WHAT YOU HAVE TO DO ▸ Using the records provided below, locate and copy each line that contains the word "grass".

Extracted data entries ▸
|---|

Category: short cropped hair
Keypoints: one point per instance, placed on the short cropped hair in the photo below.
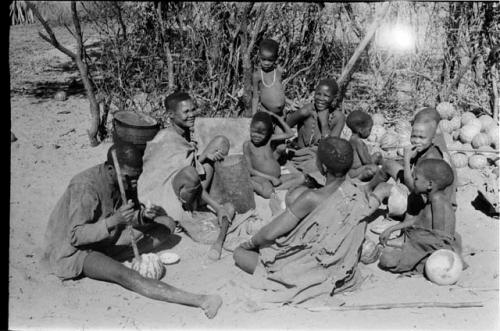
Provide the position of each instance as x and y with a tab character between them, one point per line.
330	83
427	115
358	120
127	154
174	99
437	170
265	118
270	45
336	154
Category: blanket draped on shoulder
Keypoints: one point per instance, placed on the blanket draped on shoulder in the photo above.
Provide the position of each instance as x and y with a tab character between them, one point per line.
321	254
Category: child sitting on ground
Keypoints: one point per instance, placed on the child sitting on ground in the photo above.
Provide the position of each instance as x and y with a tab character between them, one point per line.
429	223
261	156
313	118
364	165
421	148
266	81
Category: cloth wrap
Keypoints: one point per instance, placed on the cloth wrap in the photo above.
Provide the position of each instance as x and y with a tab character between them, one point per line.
321	254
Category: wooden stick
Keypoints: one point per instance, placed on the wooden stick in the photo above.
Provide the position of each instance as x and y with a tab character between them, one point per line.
216	249
398	305
124	199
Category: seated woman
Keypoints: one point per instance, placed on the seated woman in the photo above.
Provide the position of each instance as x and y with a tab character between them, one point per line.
313	247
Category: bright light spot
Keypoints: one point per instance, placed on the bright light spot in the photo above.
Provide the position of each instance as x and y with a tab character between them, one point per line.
397	37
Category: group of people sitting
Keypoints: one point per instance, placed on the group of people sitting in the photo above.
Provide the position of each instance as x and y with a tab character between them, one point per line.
312	246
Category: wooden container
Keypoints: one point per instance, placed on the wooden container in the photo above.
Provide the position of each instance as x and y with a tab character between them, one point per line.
231	183
134	128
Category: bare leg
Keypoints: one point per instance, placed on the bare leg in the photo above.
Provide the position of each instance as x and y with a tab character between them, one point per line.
262	186
101	267
246	260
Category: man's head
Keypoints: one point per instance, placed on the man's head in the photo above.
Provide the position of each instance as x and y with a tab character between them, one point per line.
181	109
261	128
130	161
336	155
360	123
422	134
325	93
432	175
268	53
187	185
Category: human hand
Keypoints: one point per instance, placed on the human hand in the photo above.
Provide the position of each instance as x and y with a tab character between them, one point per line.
275	181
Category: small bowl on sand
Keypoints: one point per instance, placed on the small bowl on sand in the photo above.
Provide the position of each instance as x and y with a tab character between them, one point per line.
168	257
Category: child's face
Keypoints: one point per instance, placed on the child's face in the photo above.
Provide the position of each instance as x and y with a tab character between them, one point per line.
421	136
420	183
184	115
267	60
259	133
323	97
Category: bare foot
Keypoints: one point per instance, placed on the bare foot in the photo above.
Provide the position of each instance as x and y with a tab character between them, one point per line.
211	305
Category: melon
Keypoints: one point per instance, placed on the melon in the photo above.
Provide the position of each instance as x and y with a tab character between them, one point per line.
446	110
389	140
486	122
398	200
377	132
468	132
378	119
456	122
477	161
443	267
446	126
459	160
467	117
480	139
150	266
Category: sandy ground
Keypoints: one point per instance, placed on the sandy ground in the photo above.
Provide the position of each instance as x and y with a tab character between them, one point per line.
52	147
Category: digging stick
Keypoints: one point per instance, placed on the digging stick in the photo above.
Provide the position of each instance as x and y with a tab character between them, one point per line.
398	305
215	250
124	199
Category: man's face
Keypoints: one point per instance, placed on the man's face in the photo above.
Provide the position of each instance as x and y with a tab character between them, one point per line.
267	60
185	114
323	97
421	136
130	176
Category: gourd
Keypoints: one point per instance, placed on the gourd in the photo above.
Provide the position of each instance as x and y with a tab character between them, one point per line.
459	160
398	200
378	119
468	132
402	127
445	110
467	117
443	267
446	126
61	96
456	122
377	132
480	139
486	122
477	161
149	266
493	133
389	140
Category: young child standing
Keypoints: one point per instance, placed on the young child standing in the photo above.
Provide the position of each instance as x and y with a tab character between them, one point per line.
429	224
266	81
312	120
261	156
364	165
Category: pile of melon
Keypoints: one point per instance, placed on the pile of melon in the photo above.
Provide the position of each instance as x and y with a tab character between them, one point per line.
466	131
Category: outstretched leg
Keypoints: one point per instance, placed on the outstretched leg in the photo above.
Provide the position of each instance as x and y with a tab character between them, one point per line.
101	267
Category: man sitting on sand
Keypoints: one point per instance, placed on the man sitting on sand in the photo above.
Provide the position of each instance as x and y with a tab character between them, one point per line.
86	234
172	149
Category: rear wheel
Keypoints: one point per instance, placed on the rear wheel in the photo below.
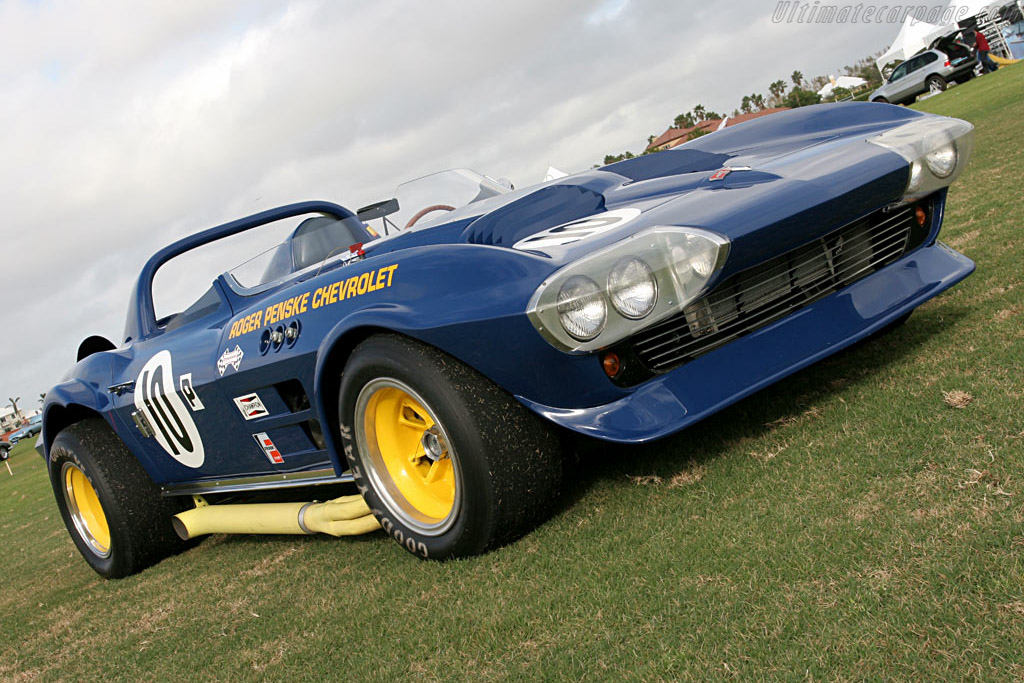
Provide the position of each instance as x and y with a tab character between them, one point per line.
114	512
936	83
450	464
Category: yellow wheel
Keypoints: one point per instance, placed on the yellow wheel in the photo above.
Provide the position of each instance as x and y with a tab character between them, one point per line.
85	510
117	516
450	464
413	463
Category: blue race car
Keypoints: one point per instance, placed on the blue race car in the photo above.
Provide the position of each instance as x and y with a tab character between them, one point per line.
433	359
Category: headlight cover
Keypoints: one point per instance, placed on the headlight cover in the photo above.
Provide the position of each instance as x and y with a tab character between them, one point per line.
937	148
612	293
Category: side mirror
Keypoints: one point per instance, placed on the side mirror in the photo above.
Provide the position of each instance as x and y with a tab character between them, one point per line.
378	210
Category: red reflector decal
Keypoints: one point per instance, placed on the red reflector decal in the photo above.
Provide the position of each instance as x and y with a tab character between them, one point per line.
269	450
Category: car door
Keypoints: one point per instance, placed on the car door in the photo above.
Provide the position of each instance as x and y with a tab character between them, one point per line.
171	412
903	81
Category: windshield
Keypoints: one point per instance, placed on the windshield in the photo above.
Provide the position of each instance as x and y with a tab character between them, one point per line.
311	244
429	199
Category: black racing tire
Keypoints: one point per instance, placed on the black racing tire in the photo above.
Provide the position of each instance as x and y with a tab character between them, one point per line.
115	513
936	82
494	469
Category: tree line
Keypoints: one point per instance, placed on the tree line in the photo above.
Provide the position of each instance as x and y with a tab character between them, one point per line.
802	93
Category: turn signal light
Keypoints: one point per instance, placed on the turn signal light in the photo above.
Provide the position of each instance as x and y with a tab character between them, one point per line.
611	364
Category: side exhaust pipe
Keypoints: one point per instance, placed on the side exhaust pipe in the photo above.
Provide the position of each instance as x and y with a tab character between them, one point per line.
347	515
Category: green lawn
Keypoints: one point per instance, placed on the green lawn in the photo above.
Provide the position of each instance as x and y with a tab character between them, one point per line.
846	523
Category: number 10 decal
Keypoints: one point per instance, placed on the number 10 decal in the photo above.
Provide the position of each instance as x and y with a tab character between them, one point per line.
173	426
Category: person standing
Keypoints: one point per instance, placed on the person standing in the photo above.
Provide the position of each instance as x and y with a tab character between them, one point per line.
981	43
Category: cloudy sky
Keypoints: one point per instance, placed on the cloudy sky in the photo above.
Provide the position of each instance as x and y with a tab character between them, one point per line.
125	125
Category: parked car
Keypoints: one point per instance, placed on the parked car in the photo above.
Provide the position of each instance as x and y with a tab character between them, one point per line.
948	61
436	367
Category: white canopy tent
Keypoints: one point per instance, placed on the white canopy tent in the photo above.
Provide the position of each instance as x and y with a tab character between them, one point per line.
848	82
913	37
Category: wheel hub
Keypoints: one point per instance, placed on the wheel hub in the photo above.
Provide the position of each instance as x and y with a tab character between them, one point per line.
433	444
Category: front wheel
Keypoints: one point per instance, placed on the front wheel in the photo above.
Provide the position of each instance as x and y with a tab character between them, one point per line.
114	512
450	464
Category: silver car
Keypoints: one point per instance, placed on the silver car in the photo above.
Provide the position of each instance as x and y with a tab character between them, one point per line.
932	70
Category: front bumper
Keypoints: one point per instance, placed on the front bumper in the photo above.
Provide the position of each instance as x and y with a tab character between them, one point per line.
711	382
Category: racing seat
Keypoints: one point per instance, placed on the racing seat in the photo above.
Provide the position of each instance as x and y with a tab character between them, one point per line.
317	238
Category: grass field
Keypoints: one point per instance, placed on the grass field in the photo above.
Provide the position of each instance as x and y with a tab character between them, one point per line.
863	519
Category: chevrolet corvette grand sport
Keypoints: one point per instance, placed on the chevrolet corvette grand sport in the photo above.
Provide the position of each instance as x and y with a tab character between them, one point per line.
430	348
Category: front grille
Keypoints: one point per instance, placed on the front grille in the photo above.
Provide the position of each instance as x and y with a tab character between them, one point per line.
765	293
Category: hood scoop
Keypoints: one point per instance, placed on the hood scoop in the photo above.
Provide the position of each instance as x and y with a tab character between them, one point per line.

|---|

SOLUTION TO THE PROBLEM ▸
Category: grass field
Keypoints: one point per instance, placed on the grass field in the photo above.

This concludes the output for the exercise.